Materials provided =>

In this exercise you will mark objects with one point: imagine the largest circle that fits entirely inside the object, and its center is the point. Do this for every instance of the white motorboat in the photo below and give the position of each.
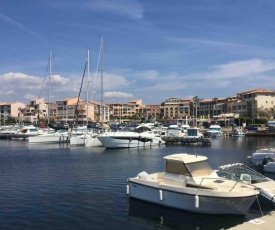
(176, 131)
(194, 133)
(50, 138)
(214, 131)
(93, 141)
(259, 156)
(189, 183)
(131, 136)
(268, 164)
(265, 184)
(29, 130)
(237, 132)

Exercise =>
Write out every line of the entries above exactly, and omit their pictures.

Result =>
In this exercise you will mark objects with one point: imagine the largest circle that fits entirely inside the object, and its center is the point. Do this for every instance of the white motorboat in the photo below and give the position of each.
(176, 131)
(194, 133)
(50, 138)
(214, 131)
(93, 141)
(259, 156)
(189, 183)
(131, 136)
(268, 164)
(265, 184)
(29, 130)
(237, 132)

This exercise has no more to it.